珍しいと言われるが、私は東京に出たくて出てきたタイプではなかった。就職で地元に帰ると言うと、せっかく出てきたのになんで?とよく言われた。
大学受験の結果で出ざるを得なかったから出てきただけだった。
志望校は周りから凄いねと言われる某大学。問題は東京にあること
私は周りにいわゆる天才秀才に囲まれるような地方では有名な高校に通っていた。みんながそうであったように私も周りから凄いねと言われる某大学を目指した。初めて受けた模試はC判定。頑張れば行けなくもない位置にいた。
その大学には一つだけ問題点があった。東京にあることだ。行くには必ず地元を出て、一人暮らしをしなくてはならない。地元の友人にも気安くは会えなくなる。そう思うと辛くて寂しくて、毎日のように、実家から東京へ通う方法を模索した。そんな様子を父は家から通うなんて冗談だろと笑っていた。でも私にとっては切実な問題だった。
私は中学受験の時、自分で言うのも何だが、かなり勉強のできた方だったと思う。偏差値80や全国1位もザラだった。私はそのことを当時は自慢にも思っていなかった。敵は昨日の自分。取り憑かれたように毎日勉強していた。
勉強をし続けると面白い現象が起きた。計算を間違えていると、なんか間違えている気がする、と感覚でわかるようになった。まるで写真のように参考書を覚えられ、何年の第何回の何ページのどのあたりに書いてあるかわかるようになった。問題を見ただけで、正答率が見える。スポーツ選手でいう、ゾーンというものだった気がする。

課題 =>
大学進学で東京に出た経緯を語る文章について、「大学受験の結果で出ざるを得なかったから出てきただけだった。」という語句のある箇所から書き始め、「ンというものだった気がする。」まで書いたところで止めて、その範囲を一字も変えずに返すこと。

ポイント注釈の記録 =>
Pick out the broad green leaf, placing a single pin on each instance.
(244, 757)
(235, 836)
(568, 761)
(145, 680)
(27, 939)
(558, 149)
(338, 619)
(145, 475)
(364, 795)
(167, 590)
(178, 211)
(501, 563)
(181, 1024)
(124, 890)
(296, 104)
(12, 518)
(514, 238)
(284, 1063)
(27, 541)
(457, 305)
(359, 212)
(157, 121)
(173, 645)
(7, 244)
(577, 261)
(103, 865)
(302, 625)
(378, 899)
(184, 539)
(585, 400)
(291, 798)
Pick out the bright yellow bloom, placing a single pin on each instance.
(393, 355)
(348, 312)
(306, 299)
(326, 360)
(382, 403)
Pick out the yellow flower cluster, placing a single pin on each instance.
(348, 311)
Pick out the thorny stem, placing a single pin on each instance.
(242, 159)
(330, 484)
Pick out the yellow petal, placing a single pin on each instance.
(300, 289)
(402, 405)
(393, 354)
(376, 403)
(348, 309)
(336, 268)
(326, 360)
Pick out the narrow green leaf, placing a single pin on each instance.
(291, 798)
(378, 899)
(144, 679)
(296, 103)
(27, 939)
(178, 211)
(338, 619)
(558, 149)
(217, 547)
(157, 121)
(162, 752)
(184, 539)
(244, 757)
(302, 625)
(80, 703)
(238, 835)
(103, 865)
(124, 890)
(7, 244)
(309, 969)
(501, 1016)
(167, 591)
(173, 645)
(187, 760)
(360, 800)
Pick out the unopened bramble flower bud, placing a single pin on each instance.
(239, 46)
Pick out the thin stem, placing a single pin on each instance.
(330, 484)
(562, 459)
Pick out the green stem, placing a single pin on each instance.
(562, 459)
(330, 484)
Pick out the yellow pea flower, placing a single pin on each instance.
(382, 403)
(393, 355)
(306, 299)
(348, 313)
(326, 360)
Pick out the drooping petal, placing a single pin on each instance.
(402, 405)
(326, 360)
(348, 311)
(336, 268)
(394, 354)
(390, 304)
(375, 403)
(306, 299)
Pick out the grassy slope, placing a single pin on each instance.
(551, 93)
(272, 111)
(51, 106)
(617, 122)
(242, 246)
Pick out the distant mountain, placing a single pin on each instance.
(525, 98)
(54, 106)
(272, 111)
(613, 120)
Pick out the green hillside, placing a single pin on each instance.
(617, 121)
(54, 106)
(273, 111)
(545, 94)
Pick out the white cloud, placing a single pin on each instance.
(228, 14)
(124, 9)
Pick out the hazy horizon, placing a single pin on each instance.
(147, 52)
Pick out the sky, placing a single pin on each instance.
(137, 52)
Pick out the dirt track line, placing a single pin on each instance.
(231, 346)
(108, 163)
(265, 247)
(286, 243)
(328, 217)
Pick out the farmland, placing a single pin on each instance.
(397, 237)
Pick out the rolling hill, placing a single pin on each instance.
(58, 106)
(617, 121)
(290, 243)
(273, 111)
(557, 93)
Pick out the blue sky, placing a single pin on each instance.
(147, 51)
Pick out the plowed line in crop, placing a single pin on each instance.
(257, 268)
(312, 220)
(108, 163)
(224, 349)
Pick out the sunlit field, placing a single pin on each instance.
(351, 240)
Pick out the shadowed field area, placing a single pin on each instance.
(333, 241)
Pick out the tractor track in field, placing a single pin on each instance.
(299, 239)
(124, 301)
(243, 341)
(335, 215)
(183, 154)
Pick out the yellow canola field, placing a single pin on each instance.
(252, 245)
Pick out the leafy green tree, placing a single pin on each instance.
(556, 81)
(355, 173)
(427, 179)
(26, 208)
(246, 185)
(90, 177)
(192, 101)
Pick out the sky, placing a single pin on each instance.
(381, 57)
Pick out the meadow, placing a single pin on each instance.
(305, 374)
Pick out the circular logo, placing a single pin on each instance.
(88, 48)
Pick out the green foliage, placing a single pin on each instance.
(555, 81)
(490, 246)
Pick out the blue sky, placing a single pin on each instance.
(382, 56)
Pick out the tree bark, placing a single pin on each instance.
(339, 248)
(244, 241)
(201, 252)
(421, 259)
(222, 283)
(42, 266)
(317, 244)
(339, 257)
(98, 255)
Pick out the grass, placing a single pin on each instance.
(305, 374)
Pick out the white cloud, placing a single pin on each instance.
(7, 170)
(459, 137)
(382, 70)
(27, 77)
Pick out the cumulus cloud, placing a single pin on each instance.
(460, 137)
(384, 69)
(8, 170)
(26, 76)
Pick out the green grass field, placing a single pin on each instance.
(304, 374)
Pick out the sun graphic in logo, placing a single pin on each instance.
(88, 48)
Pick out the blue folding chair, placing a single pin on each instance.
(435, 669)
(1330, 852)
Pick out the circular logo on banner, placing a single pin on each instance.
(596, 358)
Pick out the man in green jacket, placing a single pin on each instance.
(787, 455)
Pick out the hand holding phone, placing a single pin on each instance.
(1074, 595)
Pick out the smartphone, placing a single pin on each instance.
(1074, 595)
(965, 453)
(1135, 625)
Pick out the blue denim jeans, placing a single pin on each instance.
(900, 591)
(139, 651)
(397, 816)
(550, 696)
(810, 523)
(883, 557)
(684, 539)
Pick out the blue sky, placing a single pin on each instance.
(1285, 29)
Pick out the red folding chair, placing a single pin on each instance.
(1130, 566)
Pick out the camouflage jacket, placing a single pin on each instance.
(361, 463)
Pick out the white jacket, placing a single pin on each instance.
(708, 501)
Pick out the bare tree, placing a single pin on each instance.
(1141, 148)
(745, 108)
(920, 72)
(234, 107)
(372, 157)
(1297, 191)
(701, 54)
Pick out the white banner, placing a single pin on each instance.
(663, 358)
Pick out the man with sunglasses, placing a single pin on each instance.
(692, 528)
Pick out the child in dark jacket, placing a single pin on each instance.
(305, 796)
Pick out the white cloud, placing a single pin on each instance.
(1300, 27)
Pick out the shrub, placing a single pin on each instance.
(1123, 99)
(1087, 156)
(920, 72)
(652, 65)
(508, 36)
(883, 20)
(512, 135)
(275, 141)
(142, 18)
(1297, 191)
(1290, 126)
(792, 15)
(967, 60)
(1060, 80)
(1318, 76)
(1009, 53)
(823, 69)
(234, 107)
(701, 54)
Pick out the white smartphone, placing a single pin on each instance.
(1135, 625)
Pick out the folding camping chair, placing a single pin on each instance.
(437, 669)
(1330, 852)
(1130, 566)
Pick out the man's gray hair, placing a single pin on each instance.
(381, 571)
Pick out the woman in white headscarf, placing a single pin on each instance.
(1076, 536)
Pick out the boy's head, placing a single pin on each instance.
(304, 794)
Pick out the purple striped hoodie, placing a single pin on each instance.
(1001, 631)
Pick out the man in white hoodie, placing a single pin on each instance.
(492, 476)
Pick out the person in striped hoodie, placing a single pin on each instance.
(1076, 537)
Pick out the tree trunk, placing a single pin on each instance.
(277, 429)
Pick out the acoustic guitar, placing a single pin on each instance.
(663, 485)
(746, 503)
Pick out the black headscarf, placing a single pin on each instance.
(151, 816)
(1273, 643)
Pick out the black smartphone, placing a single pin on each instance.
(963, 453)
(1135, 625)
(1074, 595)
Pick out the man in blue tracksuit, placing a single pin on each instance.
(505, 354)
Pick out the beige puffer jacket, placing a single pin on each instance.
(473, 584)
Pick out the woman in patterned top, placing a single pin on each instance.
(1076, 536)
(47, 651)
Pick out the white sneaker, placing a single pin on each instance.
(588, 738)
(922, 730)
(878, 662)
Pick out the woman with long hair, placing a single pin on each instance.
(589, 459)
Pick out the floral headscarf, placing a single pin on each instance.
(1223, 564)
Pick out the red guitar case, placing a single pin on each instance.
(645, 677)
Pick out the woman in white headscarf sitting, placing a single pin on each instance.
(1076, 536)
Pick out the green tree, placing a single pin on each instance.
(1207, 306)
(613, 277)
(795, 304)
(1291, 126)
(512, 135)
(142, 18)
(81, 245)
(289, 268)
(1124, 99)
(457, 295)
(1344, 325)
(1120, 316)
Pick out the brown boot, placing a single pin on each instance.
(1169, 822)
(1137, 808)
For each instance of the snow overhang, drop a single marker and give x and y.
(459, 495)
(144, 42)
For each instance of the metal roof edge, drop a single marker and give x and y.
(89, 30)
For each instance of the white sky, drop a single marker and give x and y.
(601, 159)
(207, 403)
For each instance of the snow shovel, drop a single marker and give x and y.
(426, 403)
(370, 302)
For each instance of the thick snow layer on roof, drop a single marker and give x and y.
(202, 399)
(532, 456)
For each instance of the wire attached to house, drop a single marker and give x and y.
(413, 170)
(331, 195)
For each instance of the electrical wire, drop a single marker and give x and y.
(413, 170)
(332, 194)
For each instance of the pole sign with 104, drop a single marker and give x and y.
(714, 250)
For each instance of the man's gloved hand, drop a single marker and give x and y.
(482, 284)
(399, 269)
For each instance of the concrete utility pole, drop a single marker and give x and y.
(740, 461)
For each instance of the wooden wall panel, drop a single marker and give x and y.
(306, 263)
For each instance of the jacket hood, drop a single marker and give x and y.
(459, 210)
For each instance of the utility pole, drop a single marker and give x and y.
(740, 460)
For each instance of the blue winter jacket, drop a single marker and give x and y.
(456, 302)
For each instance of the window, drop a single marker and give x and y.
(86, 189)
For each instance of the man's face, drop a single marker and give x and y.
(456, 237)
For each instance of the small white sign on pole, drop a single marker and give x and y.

解答全文 =>
大学受験の結果で出ざるを得なかったから出てきただけだった。
志望校は周りから凄いねと言われる某大学。問題は東京にあること
私は周りにいわゆる天才秀才に囲まれるような地方では有名な高校に通っていた。みんながそうであったように私も周りから凄いねと言われる某大学を目指した。初めて受けた模試はC判定。頑張れば行けなくもない位置にいた。
その大学には一つだけ問題点があった。東京にあることだ。行くには必ず地元を出て、一人暮らしをしなくてはならない。地元の友人にも気安くは会えなくなる。そう思うと辛くて寂しくて、毎日のように、実家から東京へ通う方法を模索した。そんな様子を父は家から通うなんて冗談だろと笑っていた。でも私にとっては切実な問題だった。
私は中学受験の時、自分で言うのも何だが、かなり勉強のできた方だったと思う。偏差値80や全国1位もザラだった。私はそのことを当時は自慢にも思っていなかった。敵は昨日の自分。取り憑かれたように毎日勉強していた。
勉強をし続けると面白い現象が起きた。計算を間違えていると、なんか間違えている気がする、と感覚でわかるようになった。まるで写真のように参考書を覚えられ、何年の第何回の何ページのどのあたりに書いてあるかわかるようになった。問題を見ただけで、正答率が見える。スポーツ選手でいう、ゾーンというものだった気がする。